*WHAT TO WORK ON*: Take each line below that has "head" and copy it.

*GIVEN ENTRIES*:
━━━━
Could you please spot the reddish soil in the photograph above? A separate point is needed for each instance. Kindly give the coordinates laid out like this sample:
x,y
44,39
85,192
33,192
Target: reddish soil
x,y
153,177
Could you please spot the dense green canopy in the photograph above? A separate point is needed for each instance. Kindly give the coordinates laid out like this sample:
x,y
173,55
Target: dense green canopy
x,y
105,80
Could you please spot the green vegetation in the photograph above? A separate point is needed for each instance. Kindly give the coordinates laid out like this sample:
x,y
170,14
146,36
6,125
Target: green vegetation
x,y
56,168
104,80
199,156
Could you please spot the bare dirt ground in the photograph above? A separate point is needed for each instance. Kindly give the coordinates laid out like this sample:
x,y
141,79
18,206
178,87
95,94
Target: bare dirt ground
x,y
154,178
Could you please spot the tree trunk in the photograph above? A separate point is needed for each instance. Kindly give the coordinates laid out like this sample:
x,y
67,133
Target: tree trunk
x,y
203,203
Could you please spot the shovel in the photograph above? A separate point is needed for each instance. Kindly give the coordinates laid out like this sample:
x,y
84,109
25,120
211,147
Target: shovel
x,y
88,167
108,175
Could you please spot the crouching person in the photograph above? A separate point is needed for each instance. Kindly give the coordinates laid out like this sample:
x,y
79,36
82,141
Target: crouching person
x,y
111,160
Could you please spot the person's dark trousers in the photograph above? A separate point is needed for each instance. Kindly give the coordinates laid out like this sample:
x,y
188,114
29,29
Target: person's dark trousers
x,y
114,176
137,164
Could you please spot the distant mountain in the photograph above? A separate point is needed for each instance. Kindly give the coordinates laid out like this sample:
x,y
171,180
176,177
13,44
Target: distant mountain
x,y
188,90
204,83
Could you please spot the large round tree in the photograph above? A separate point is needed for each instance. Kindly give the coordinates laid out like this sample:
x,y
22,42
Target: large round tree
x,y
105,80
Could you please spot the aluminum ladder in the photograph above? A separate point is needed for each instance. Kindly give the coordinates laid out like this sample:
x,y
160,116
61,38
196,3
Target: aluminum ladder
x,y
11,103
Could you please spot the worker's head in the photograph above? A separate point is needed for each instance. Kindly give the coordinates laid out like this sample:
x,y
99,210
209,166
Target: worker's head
━━━━
*SOLVED PROBLEM*:
Could you please spot the worker's head in the photograph above? A separate point is needed for each instance. Kindly give the coordinates laid out like this sample:
Target: worker's head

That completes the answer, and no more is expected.